• [Stated task]: Rewrite the data below from its first line through the line containing "M 31 85 L 30", with the requests kept in place, and shift every coordinate in the answers by -57. Leave the pictures out.

==== Supplied information

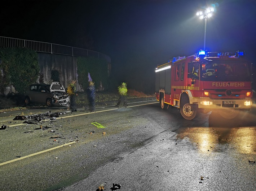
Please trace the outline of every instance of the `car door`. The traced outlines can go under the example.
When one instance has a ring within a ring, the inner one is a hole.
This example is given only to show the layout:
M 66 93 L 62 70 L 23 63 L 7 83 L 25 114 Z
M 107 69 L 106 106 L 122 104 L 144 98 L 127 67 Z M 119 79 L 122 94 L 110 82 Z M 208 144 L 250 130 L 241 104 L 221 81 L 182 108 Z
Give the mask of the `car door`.
M 31 85 L 30 88 L 29 97 L 30 101 L 31 102 L 36 102 L 36 94 L 37 94 L 36 89 L 37 87 L 37 85 Z
M 43 85 L 38 85 L 37 92 L 37 102 L 45 103 L 46 103 L 47 96 L 47 93 L 45 87 Z

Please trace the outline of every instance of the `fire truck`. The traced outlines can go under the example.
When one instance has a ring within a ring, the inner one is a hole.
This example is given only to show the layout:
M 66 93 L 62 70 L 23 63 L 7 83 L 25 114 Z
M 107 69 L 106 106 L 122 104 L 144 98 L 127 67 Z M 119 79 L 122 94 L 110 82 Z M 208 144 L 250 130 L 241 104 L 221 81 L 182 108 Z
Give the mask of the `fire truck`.
M 213 110 L 226 118 L 235 117 L 252 104 L 252 64 L 245 55 L 200 50 L 174 57 L 156 69 L 156 100 L 162 109 L 179 109 L 187 120 Z

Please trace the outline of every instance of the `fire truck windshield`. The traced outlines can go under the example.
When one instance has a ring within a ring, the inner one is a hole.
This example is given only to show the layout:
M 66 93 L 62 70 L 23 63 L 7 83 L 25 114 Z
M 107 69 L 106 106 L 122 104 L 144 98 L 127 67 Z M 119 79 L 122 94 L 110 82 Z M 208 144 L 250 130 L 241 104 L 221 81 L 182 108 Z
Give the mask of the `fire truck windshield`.
M 251 80 L 249 65 L 240 61 L 209 60 L 200 64 L 200 78 L 208 81 Z

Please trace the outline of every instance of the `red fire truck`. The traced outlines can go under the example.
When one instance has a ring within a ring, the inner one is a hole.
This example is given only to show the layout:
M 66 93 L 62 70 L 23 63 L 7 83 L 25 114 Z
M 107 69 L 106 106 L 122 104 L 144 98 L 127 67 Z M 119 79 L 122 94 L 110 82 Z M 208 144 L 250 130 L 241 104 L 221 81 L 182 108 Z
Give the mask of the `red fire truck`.
M 201 50 L 157 67 L 155 94 L 163 109 L 180 108 L 185 119 L 192 120 L 197 112 L 218 110 L 232 119 L 252 102 L 251 63 L 244 52 L 208 52 Z

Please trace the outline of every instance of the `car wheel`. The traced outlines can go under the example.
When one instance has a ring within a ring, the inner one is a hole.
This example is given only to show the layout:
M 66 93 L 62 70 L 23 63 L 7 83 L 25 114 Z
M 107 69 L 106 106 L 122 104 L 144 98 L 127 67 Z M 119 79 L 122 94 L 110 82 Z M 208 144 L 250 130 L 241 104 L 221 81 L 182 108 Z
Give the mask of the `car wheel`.
M 160 106 L 162 109 L 167 109 L 169 107 L 169 105 L 164 103 L 164 97 L 163 96 L 161 96 L 160 99 Z
M 185 96 L 181 97 L 180 107 L 180 113 L 185 119 L 191 120 L 195 118 L 197 115 L 197 111 L 192 110 L 188 97 Z
M 28 97 L 26 97 L 25 98 L 25 103 L 26 105 L 29 105 L 30 103 L 30 99 Z
M 50 98 L 48 98 L 46 99 L 46 105 L 48 107 L 52 106 L 52 101 Z

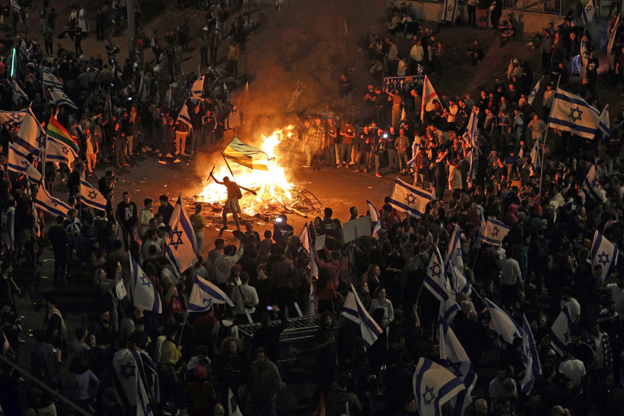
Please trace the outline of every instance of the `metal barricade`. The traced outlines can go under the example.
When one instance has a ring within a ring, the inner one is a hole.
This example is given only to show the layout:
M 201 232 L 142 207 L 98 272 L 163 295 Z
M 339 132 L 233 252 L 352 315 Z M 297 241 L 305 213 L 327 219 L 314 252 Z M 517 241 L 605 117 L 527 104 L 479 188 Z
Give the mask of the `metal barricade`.
M 314 338 L 320 321 L 320 315 L 288 319 L 288 326 L 280 335 L 280 359 L 275 363 L 281 373 L 314 369 L 316 365 Z M 277 326 L 280 323 L 280 321 L 273 321 L 271 325 Z M 246 348 L 250 347 L 253 334 L 260 326 L 259 323 L 236 326 Z

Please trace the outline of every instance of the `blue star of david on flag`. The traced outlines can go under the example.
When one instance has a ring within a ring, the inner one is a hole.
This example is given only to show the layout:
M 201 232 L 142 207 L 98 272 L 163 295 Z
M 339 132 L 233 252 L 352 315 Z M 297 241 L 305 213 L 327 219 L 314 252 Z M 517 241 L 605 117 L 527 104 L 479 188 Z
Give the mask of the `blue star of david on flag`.
M 174 238 L 177 238 L 177 239 L 174 240 Z M 171 239 L 169 241 L 169 246 L 172 246 L 174 250 L 177 250 L 178 249 L 178 246 L 181 245 L 184 245 L 184 242 L 182 241 L 182 231 L 178 231 L 178 227 L 176 226 L 171 233 Z
M 141 282 L 142 282 L 142 286 L 147 286 L 148 288 L 152 286 L 152 282 L 150 281 L 150 279 L 147 278 L 147 276 L 142 276 L 140 279 L 141 279 Z
M 436 400 L 436 395 L 433 392 L 434 389 L 434 387 L 430 387 L 428 385 L 425 386 L 425 394 L 422 395 L 422 400 L 426 406 L 429 405 Z
M 570 115 L 568 115 L 568 117 L 572 119 L 573 122 L 577 122 L 581 119 L 581 114 L 584 112 L 581 111 L 578 109 L 578 106 L 577 105 L 575 109 L 570 109 Z
M 607 265 L 609 264 L 609 255 L 604 251 L 598 255 L 598 263 Z

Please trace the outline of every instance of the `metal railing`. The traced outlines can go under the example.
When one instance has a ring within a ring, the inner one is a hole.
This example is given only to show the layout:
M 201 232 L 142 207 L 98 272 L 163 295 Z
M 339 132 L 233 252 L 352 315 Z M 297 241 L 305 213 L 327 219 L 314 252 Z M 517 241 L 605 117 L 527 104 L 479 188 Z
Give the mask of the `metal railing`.
M 421 0 L 423 2 L 440 3 L 436 0 Z M 499 0 L 504 10 L 521 10 L 522 11 L 558 14 L 565 16 L 572 12 L 580 16 L 587 5 L 587 0 Z M 467 0 L 459 0 L 458 4 L 465 6 Z M 622 2 L 612 0 L 597 0 L 595 19 L 605 19 L 613 16 L 613 11 L 621 10 Z M 579 22 L 581 24 L 582 22 Z

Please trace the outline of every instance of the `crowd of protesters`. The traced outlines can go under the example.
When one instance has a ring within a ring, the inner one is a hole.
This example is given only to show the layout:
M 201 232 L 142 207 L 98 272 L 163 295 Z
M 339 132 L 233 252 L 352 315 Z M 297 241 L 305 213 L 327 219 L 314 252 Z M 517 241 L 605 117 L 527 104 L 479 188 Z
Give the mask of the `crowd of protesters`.
M 107 54 L 105 60 L 85 58 L 77 48 L 75 52 L 57 49 L 56 57 L 44 60 L 36 42 L 25 39 L 28 51 L 17 60 L 16 70 L 22 89 L 32 97 L 34 114 L 45 120 L 58 110 L 59 120 L 81 143 L 80 148 L 99 152 L 95 161 L 84 155 L 85 161 L 77 162 L 71 172 L 64 167 L 46 167 L 47 183 L 57 183 L 57 172 L 66 181 L 72 208 L 67 218 L 54 218 L 52 226 L 46 226 L 48 217 L 41 211 L 33 211 L 32 195 L 37 194 L 37 185 L 13 172 L 0 173 L 2 218 L 12 211 L 16 218 L 14 249 L 6 246 L 7 228 L 2 230 L 6 256 L 0 281 L 0 327 L 6 336 L 7 355 L 19 351 L 22 343 L 14 301 L 21 291 L 12 279 L 14 267 L 40 273 L 41 248 L 49 244 L 55 260 L 56 289 L 62 294 L 67 283 L 76 279 L 92 284 L 97 317 L 95 322 L 85 322 L 67 333 L 62 311 L 57 307 L 59 295 L 47 296 L 46 322 L 34 334 L 37 344 L 31 351 L 30 370 L 50 388 L 62 390 L 85 409 L 103 415 L 136 413 L 134 399 L 120 388 L 123 375 L 112 364 L 116 353 L 130 349 L 145 352 L 157 367 L 162 388 L 148 389 L 155 413 L 225 414 L 231 390 L 243 414 L 248 414 L 247 409 L 254 415 L 275 414 L 276 397 L 285 387 L 276 365 L 281 359 L 280 335 L 288 328 L 287 318 L 296 316 L 296 303 L 303 313 L 320 315 L 314 340 L 316 388 L 310 402 L 313 407 L 323 395 L 328 415 L 341 414 L 346 403 L 354 415 L 414 414 L 415 363 L 419 357 L 438 359 L 439 302 L 423 289 L 422 283 L 434 248 L 446 253 L 452 230 L 458 226 L 464 271 L 472 293 L 469 297 L 457 294 L 460 311 L 451 325 L 479 377 L 466 414 L 622 414 L 622 263 L 602 281 L 602 268 L 592 266 L 590 248 L 595 230 L 618 246 L 624 244 L 624 223 L 619 218 L 624 206 L 624 163 L 620 158 L 618 127 L 624 116 L 617 117 L 604 144 L 599 134 L 587 140 L 551 130 L 541 165 L 529 157 L 534 143 L 541 143 L 546 133 L 543 120 L 552 104 L 553 84 L 560 75 L 560 85 L 565 85 L 569 82 L 569 77 L 564 77 L 566 71 L 568 75 L 575 73 L 578 59 L 570 55 L 570 45 L 575 44 L 572 36 L 567 52 L 553 52 L 547 59 L 544 57 L 549 53 L 545 40 L 548 35 L 561 37 L 553 32 L 572 31 L 571 19 L 545 31 L 543 69 L 552 78 L 545 83 L 549 84 L 544 87 L 545 92 L 539 92 L 543 95 L 541 106 L 539 102 L 533 101 L 535 107 L 529 103 L 535 80 L 529 65 L 517 59 L 510 62 L 505 78 L 496 79 L 475 99 L 471 94 L 463 98 L 441 94 L 422 115 L 422 88 L 414 78 L 406 79 L 399 90 L 371 84 L 358 117 L 351 110 L 353 85 L 345 74 L 338 82 L 341 103 L 334 117 L 326 120 L 302 118 L 297 128 L 298 141 L 285 143 L 283 151 L 305 155 L 305 167 L 354 167 L 371 173 L 374 170 L 381 176 L 387 165 L 390 171 L 413 176 L 414 185 L 434 191 L 421 218 L 406 218 L 387 198 L 378 214 L 381 230 L 376 238 L 360 237 L 345 244 L 343 221 L 326 208 L 323 218 L 309 225 L 313 242 L 325 236 L 323 249 L 315 253 L 303 248 L 304 242 L 284 215 L 272 230 L 258 232 L 252 223 L 246 223 L 244 233 L 234 235 L 236 244 L 217 238 L 214 248 L 211 245 L 205 250 L 202 246 L 205 223 L 199 205 L 190 216 L 193 232 L 201 241 L 198 261 L 178 276 L 164 256 L 173 211 L 167 195 L 158 198 L 157 210 L 150 198 L 140 207 L 127 191 L 122 201 L 114 204 L 113 189 L 119 185 L 109 170 L 98 183 L 107 199 L 106 210 L 93 211 L 76 198 L 76 188 L 96 163 L 114 160 L 114 164 L 120 167 L 130 165 L 134 153 L 150 150 L 162 162 L 175 162 L 184 156 L 185 147 L 192 152 L 202 143 L 218 138 L 232 109 L 223 77 L 236 74 L 236 45 L 239 40 L 242 43 L 245 31 L 253 25 L 248 16 L 241 17 L 228 32 L 226 9 L 214 10 L 215 15 L 207 14 L 207 30 L 202 32 L 202 61 L 206 59 L 202 66 L 208 66 L 208 49 L 210 63 L 214 63 L 213 48 L 216 57 L 219 42 L 226 36 L 221 34 L 228 34 L 232 44 L 226 72 L 212 67 L 203 74 L 207 78 L 203 96 L 210 98 L 189 107 L 193 123 L 190 139 L 183 125 L 174 126 L 174 116 L 197 77 L 181 70 L 188 34 L 183 24 L 167 34 L 162 48 L 157 33 L 150 39 L 140 39 L 136 53 L 123 64 L 116 61 L 119 48 L 110 39 L 101 54 Z M 396 11 L 403 12 L 398 8 Z M 402 58 L 391 38 L 384 42 L 374 39 L 371 72 L 416 74 L 421 66 L 426 73 L 439 73 L 443 68 L 441 45 L 434 42 L 429 29 L 413 19 L 392 19 L 392 36 L 416 38 L 412 51 Z M 53 24 L 51 27 L 54 31 Z M 578 34 L 580 38 L 586 36 Z M 560 46 L 552 47 L 565 49 L 565 39 L 563 36 Z M 558 42 L 555 40 L 554 44 Z M 3 43 L 4 59 L 13 46 L 19 50 L 21 43 L 21 39 Z M 152 63 L 144 56 L 148 44 L 157 51 Z M 470 62 L 483 57 L 478 41 L 469 52 Z M 585 74 L 587 82 L 581 88 L 586 89 L 583 97 L 589 102 L 598 99 L 596 84 L 590 84 L 598 82 L 592 72 L 597 62 L 592 53 L 578 71 Z M 9 67 L 6 61 L 4 64 L 5 69 Z M 79 110 L 65 105 L 57 109 L 41 97 L 44 67 L 64 80 L 64 89 Z M 147 87 L 143 99 L 137 89 L 128 86 L 139 84 L 142 71 Z M 178 87 L 172 88 L 175 92 L 172 108 L 165 97 L 173 81 Z M 588 84 L 594 85 L 593 89 L 585 87 Z M 441 82 L 434 86 L 444 90 Z M 22 108 L 19 99 L 17 104 L 9 103 L 11 90 L 2 88 L 6 89 L 0 91 L 3 108 Z M 473 109 L 479 132 L 475 148 L 462 137 Z M 9 124 L 3 130 L 3 149 L 16 128 Z M 182 144 L 184 140 L 186 147 Z M 474 178 L 468 175 L 469 154 L 474 155 Z M 586 193 L 582 186 L 597 160 L 600 200 Z M 363 214 L 366 210 L 359 211 Z M 511 227 L 502 247 L 480 243 L 480 213 Z M 358 206 L 352 207 L 350 214 L 349 220 L 360 216 Z M 130 284 L 129 253 L 157 288 L 162 314 L 134 307 L 130 294 L 119 296 L 120 282 L 126 288 Z M 349 256 L 354 258 L 350 270 Z M 312 275 L 312 259 L 318 268 L 318 276 Z M 197 277 L 222 289 L 235 307 L 215 306 L 185 319 Z M 360 300 L 383 329 L 366 352 L 359 326 L 340 317 L 349 282 L 354 283 Z M 311 297 L 314 311 L 310 308 Z M 483 300 L 486 297 L 497 301 L 519 322 L 525 315 L 532 326 L 542 372 L 528 395 L 517 387 L 525 371 L 520 339 L 500 345 L 488 325 L 490 317 Z M 562 357 L 551 346 L 548 332 L 566 306 L 573 311 L 574 327 Z M 247 323 L 248 316 L 261 327 L 253 339 L 243 340 L 237 326 Z M 64 366 L 69 367 L 67 379 L 62 376 Z M 2 374 L 9 380 L 16 377 L 4 367 Z M 7 414 L 19 414 L 16 397 L 0 395 Z M 49 409 L 58 405 L 54 397 L 36 388 L 29 392 L 29 407 L 40 414 L 51 413 Z

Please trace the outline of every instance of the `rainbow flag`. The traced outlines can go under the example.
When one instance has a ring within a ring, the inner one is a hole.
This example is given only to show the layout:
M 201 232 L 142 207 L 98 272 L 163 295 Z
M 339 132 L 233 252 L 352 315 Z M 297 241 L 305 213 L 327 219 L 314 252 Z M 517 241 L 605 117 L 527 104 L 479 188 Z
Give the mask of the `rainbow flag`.
M 46 135 L 54 141 L 60 142 L 69 146 L 74 149 L 76 153 L 80 151 L 78 142 L 72 138 L 67 130 L 61 125 L 61 123 L 53 115 L 50 116 L 50 122 L 47 123 L 47 127 L 46 128 Z

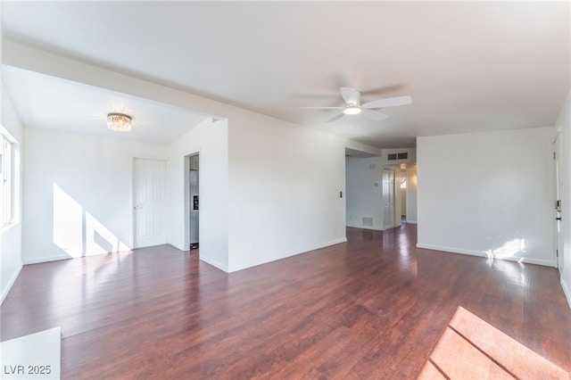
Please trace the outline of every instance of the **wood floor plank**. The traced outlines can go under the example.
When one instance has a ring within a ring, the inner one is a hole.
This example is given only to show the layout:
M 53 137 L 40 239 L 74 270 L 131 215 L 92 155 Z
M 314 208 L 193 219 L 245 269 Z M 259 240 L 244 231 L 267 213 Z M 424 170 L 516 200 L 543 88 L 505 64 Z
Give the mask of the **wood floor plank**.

========

• [Reply]:
Please trace the outline of every instance of the `car door`. The traced outlines can go under the example.
When one instance has a ring within a ring, the inner one is a hole.
This example is given only to show the layout:
M 66 93 L 62 70 L 23 63 L 7 83 L 25 114 Z
M 107 69 L 106 106 L 122 104 L 144 98 L 127 67 Z M 119 79 L 122 94 L 110 82 Z M 208 144 L 250 130 L 241 104 L 221 81 L 182 108 Z
Give the mask of the `car door`.
M -26 28 L -27 31 L -28 40 L -27 44 L -26 45 L -21 45 L -21 37 L -20 37 L -21 32 L -20 30 L -20 28 Z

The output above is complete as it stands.